Lorna Landvik is the author of the novel Chronicles of a Radical Hag (with Recipes). Her other books include Patty Jane's House of Curl and Angry Housewives Eating Bon Bons. Also an actor, she lives in Minnesota.
Q: How did you come up with the idea for Chronicles of a Radical Hag, and for your character Haze Evans?
A: In the same way I come up with most of my books and characters—they just came into my head! Haze Evans came fully named. I knew she was a columnist. Then Susan McGrath and her son Sam came into my head. I knew she would be the publisher of the newspaper.
Often when characters come into my head, I have a clue of their personalities, but so much more comes out when I write. I knew Haze was older. I didn’t know she was going to have a stroke.
Q: How was the book's title chosen, and what does it signify for you?

- [Work to complete]
• a. List every book title named in the Lorna Landvik interview.
• b. According to the Lorna Landvik interview, what job did she know Susan McGrath would have?

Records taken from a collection
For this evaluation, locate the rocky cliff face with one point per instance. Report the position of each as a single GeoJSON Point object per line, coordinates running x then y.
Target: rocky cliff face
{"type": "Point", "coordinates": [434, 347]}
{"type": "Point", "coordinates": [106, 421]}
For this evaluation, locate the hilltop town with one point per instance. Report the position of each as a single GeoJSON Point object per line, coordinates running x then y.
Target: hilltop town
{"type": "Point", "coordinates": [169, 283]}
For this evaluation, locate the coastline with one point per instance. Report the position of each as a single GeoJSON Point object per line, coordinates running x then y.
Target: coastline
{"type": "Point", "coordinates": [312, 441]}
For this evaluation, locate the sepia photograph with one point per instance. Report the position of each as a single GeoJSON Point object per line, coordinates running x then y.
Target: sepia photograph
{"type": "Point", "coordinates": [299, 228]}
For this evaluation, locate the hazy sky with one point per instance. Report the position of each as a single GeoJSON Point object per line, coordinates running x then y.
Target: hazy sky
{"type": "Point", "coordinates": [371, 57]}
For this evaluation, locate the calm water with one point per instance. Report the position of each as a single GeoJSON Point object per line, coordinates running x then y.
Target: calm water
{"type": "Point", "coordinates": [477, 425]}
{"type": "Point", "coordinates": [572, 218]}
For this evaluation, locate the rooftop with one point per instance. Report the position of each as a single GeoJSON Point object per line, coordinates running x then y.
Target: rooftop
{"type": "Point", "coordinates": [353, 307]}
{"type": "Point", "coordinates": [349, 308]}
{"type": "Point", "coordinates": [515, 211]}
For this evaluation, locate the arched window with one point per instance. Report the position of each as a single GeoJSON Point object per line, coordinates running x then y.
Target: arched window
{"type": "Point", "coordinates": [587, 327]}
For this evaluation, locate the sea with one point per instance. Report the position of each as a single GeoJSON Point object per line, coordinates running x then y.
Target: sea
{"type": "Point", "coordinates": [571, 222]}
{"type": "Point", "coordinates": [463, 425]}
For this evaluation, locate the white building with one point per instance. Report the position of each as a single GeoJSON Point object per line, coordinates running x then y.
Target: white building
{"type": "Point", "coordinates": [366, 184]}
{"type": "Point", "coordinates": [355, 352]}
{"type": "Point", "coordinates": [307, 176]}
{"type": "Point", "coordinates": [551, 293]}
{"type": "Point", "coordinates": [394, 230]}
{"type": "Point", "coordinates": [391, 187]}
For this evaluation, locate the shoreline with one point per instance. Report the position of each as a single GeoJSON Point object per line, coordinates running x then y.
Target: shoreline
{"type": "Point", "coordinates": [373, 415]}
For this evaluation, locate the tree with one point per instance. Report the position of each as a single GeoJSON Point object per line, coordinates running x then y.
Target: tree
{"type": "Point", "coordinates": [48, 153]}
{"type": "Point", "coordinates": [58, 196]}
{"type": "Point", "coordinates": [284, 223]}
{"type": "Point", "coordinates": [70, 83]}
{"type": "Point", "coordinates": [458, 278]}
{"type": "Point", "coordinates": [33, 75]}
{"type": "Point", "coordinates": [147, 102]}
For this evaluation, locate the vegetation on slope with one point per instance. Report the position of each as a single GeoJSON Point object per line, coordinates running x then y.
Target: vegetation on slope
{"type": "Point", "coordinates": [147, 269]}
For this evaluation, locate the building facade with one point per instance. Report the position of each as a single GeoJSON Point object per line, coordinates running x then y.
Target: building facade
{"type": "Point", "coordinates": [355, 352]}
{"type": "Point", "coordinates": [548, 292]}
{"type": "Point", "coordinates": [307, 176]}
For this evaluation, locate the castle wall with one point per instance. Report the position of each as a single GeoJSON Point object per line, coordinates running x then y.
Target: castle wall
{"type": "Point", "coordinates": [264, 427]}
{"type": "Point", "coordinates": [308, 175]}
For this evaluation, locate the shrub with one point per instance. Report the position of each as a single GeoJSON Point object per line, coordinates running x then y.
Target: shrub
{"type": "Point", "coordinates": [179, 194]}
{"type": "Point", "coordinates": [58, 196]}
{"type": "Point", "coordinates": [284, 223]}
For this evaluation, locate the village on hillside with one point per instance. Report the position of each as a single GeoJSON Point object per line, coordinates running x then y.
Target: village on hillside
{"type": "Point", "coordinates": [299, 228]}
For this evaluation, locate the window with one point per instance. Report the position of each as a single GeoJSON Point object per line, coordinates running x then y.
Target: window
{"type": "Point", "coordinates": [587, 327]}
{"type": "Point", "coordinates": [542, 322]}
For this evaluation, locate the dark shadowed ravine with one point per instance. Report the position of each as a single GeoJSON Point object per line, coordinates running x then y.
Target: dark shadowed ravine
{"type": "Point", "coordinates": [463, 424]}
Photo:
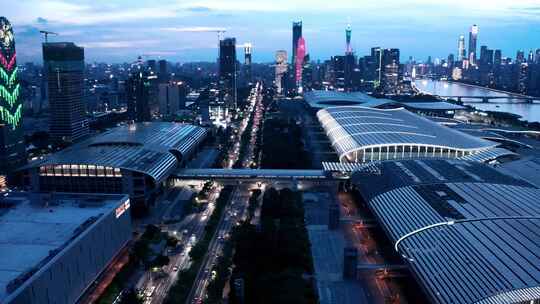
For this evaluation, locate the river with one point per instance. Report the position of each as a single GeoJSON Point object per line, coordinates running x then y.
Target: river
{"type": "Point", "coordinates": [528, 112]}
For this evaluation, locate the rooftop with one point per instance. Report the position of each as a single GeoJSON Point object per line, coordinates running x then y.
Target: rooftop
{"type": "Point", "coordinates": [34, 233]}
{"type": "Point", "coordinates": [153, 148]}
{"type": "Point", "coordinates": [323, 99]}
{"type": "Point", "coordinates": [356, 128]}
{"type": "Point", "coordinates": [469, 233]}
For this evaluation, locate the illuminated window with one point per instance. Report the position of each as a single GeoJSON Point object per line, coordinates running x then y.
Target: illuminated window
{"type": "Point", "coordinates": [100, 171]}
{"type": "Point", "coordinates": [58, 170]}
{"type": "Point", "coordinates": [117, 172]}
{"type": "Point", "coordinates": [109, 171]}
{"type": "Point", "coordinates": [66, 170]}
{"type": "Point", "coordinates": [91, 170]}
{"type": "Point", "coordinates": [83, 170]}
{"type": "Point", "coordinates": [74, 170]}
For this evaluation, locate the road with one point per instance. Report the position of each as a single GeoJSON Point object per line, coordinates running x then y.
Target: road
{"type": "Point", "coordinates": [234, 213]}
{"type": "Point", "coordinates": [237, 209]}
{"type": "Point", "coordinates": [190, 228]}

- [Response list]
• a.
Chronicles of a Radical Hag (with Recipes)
Patty Jane's House of Curl
Angry Housewives Eating Bon Bons

• b. Publisher of the newspaper.